Consigne: Recopiez le passage de l’article sur la vente des antennes de téléphonie mobile, à partir de « En 2018, Altice » jusqu’à « peu connue, Cellnex. » inclus.

Extrait:
Avis aux amateurs, les antennes de téléphonie mobile ne sont pas seulement à détruire, elles sont aussi à vendre ! Et c’est même du gros business.
En 2018, Altice s’est séparée de ses 10 200 antennes SFR pour 2,5 milliards d’euros, en les revendant au consortium Hivory, qu’elle possède avec le fonds d’investissement américain KKR. En échange, SFR s’est engagé à relouer à Hivory ces antennes auparavant possédées en propre pendant vingt ans. Le bien connu TDF [1], qui possède les plus beaux emplacements du pays de par sa gestion initiale des relais de radio et de télévision herziennes, cherche également depuis 2019 à vendre ses 13.900 pylônes estimés à 3,5 milliards d’euros, tandis qu’Iliad (Free) vient de réussir en mai de cette année à fourguer les siens, pas moins de 10 700 antennes de téléphonie mobile situées en France, Italie et Suisse, contre 2,7 milliards d’euros à une entreprise espagnole trop peu connue, Cellnex.
Depuis quelques années, Cellnex est devenu un mastodonte espagnol des infrastructures de télécommunication qui rachète à tour de bras des milliers de pylônes de téléphonie mobile et de droits de gestion de leurs sites stratégiques à travers toute l’Europe. Elle a ainsi dépensé près de 10,8 milliards d’euros pour ce faire depuis 2015. Le marché est plutôt simple : pour les opérateurs qui les avaient historiquement implantés, cela génère du cash immédiat afin de continuer leurs lourds investissements dans la fibre, la 4G et la 5G, et de l’autre côté cela fait une belle rente permanente pour Cellnex qui les leur re-loue en retour. Cellnex finance ses achats par des prêts bancaires et des augmentations régulières de capital, auxquelles souscrivent les fonds d’investissements, de pension ou les banques d’affaires, parce que les pylônes de téléphonie mobile constituent pour eux… un placement rassurant. Selon un quelconque expert cité par un magazine économique (La Tribune), « ces acteurs recherchent des activités qui rapportent du cash de manière régulière et sur le long terme. Les tours télécoms constituent, sous ce prisme, des actifs très alléchants. Dans 25 ans, il y aura toujours de la téléphonie mobile, et on aura forcément besoin de ces pylônes. Le placement dans les infrastructures existantes est d’autant plus sécurisant qu’aujourd’hui, construire un pylône, dans une grande ville comme dans un village isolé, est de plus en plus difficile. » C’est en tout cas ce qu’ils espèrent du fond de leurs bureaux cossus, même si la coûteuse flambée d’antennes qui commence à se développer en Europe (Allemagne, Italie, France) depuis quelques années risque de les faire tomber de haut, du moins c’est tout le mal qu’on leur souhaite.

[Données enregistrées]
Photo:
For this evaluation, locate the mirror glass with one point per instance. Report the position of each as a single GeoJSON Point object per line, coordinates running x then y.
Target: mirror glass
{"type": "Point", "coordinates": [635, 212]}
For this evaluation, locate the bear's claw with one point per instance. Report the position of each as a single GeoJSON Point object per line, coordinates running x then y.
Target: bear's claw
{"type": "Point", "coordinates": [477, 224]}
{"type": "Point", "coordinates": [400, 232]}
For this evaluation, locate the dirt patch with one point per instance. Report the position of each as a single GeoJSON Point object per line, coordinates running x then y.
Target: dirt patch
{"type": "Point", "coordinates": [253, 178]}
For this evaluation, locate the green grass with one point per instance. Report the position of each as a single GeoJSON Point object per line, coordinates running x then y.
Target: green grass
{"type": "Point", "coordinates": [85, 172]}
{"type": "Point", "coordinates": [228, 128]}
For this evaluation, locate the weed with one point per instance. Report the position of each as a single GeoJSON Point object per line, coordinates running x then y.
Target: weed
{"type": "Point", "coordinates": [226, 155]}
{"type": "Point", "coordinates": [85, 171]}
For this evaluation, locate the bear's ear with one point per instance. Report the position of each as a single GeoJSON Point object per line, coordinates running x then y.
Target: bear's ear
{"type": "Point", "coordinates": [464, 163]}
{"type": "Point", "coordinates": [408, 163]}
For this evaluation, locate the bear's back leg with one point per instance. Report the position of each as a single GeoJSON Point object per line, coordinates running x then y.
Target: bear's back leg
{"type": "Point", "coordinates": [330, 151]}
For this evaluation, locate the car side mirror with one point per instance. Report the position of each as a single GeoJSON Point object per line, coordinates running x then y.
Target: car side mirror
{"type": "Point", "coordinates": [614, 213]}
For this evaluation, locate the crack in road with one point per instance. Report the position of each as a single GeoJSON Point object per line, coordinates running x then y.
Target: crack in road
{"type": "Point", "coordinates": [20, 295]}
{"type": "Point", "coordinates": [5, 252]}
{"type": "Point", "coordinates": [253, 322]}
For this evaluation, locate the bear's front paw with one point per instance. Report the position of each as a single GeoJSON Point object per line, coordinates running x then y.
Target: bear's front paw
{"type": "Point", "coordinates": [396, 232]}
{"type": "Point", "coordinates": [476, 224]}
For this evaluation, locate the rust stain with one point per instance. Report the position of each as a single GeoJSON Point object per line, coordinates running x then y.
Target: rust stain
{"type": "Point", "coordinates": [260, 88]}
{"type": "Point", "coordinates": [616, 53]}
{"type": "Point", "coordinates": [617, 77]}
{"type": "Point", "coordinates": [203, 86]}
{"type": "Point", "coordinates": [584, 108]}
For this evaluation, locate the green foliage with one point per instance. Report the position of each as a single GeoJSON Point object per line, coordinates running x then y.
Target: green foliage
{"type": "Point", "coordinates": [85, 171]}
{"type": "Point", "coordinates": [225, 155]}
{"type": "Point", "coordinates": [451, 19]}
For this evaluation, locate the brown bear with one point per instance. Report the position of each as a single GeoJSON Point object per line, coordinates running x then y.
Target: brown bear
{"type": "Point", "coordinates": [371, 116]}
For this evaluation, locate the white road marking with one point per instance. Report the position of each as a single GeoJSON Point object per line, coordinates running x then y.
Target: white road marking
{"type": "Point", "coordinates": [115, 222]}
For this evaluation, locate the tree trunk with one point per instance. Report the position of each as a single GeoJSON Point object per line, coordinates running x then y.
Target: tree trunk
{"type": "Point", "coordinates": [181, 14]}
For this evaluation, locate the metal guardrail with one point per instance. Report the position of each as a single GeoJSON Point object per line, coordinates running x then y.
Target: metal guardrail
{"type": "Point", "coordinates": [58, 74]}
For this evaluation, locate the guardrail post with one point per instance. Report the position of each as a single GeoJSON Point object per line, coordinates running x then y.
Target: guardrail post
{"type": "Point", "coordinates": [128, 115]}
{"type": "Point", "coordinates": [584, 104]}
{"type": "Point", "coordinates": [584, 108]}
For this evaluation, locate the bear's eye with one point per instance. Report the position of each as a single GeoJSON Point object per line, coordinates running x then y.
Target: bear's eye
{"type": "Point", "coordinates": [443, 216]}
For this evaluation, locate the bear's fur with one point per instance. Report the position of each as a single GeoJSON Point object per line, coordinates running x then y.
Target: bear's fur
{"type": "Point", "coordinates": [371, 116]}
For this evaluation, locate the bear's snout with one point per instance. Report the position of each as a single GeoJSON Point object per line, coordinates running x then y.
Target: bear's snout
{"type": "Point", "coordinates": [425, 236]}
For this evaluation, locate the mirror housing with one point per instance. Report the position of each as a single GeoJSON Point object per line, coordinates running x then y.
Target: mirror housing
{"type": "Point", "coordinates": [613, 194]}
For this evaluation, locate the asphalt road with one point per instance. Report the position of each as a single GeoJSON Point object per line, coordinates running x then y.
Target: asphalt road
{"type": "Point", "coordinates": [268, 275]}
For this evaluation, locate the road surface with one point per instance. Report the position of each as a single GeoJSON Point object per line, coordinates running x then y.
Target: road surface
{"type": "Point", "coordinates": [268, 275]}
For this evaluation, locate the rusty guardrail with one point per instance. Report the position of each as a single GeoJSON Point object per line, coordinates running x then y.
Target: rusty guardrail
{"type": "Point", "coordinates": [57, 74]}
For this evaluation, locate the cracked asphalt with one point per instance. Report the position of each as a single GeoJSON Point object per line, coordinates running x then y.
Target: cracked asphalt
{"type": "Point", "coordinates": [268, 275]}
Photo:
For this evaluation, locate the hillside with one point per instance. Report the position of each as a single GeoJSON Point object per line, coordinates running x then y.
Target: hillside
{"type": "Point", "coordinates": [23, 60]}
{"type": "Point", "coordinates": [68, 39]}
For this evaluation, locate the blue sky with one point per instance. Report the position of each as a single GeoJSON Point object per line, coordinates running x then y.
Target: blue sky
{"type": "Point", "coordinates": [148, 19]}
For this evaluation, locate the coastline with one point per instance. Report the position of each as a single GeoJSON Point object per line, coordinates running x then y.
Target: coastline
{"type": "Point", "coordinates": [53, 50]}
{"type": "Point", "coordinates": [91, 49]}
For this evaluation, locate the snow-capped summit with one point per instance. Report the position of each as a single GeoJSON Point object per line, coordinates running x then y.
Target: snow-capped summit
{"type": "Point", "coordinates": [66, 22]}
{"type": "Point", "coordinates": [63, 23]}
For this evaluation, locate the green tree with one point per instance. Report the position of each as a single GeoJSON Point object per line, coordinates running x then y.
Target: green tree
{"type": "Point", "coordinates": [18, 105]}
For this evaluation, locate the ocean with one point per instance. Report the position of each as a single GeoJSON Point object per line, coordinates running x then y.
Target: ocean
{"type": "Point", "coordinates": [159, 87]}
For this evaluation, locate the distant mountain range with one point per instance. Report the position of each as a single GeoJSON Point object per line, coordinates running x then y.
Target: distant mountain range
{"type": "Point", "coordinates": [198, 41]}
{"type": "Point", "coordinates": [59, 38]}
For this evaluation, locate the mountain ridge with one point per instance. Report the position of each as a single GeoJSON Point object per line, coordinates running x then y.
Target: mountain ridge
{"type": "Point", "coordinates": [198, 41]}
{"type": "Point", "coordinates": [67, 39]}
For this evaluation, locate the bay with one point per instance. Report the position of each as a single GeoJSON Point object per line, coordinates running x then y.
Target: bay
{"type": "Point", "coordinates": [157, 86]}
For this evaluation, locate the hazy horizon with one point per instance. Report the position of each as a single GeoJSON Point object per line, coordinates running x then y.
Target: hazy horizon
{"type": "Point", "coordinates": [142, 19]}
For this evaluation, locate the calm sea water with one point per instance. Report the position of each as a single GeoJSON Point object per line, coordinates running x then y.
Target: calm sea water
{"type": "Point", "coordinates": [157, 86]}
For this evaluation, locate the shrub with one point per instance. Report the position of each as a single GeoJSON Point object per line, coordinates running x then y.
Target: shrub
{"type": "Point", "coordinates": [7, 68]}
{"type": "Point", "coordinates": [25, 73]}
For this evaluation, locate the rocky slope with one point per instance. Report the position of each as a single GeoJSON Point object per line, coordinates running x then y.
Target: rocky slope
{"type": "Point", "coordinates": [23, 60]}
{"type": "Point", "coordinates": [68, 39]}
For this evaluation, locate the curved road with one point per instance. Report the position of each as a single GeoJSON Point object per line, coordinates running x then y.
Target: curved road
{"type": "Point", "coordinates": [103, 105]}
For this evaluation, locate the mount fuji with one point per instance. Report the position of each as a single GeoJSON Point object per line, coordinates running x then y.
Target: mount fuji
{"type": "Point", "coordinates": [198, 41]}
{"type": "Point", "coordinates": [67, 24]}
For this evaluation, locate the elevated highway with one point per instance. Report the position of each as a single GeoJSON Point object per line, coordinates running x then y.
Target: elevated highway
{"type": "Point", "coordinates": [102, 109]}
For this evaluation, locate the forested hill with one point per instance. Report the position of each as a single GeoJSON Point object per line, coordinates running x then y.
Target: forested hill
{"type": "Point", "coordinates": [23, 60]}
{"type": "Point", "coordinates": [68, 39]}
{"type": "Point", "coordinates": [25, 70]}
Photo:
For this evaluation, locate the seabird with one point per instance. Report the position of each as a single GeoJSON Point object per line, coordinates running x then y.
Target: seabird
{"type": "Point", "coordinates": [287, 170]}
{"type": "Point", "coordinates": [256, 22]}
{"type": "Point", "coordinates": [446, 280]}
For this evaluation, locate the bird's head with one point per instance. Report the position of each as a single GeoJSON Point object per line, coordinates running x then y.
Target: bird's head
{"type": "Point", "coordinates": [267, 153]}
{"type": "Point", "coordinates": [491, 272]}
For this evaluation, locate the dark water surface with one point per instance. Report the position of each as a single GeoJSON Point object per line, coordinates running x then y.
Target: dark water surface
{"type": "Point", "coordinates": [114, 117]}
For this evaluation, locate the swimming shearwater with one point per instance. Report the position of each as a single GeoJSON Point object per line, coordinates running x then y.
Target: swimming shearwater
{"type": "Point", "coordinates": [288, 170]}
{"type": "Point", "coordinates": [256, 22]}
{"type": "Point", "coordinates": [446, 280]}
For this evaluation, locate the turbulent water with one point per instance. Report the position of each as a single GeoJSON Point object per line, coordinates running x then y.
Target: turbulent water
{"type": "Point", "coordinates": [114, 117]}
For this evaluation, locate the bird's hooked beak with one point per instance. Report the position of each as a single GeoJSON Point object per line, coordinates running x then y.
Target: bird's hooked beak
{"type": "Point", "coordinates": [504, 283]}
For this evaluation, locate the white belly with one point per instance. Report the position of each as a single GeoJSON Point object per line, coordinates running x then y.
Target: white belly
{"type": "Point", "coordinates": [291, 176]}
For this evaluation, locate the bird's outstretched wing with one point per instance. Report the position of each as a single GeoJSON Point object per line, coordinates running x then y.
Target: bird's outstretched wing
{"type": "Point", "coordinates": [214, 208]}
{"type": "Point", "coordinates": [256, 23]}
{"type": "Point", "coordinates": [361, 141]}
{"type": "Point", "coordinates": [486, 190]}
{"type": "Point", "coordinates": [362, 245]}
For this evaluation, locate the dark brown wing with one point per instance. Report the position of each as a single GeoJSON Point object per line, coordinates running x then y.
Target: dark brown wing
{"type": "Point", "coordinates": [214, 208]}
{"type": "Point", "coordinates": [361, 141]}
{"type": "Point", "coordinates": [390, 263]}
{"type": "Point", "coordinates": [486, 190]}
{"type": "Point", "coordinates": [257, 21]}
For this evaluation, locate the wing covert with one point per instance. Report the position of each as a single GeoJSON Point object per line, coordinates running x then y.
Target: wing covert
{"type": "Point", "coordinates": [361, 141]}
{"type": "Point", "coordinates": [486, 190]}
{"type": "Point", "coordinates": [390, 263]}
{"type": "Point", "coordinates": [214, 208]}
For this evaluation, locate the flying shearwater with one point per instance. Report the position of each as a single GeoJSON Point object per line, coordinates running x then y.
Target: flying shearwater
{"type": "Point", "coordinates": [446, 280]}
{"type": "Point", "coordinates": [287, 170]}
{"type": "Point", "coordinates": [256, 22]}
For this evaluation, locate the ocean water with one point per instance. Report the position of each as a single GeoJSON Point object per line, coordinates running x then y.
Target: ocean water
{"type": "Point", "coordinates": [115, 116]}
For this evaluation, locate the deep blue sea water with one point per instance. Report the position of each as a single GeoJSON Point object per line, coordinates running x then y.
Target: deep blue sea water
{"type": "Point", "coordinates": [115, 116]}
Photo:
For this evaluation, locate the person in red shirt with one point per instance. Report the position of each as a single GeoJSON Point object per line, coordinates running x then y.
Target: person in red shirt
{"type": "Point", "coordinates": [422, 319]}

Tâche accomplie:
En 2018, Altice s’est séparée de ses 10 200 antennes SFR pour 2,5 milliards d’euros, en les revendant au consortium Hivory, qu’elle possède avec le fonds d’investissement américain KKR. En échange, SFR s’est engagé à relouer à Hivory ces antennes auparavant possédées en propre pendant vingt ans. Le bien connu TDF [1], qui possède les plus beaux emplacements du pays de par sa gestion initiale des relais de radio et de télévision herziennes, cherche également depuis 2019 à vendre ses 13.900 pylônes estimés à 3,5 milliards d’euros, tandis qu’Iliad (Free) vient de réussir en mai de cette année à fourguer les siens, pas moins de 10 700 antennes de téléphonie mobile situées en France, Italie et Suisse, contre 2,7 milliards d’euros à une entreprise espagnole trop peu connue, Cellnex.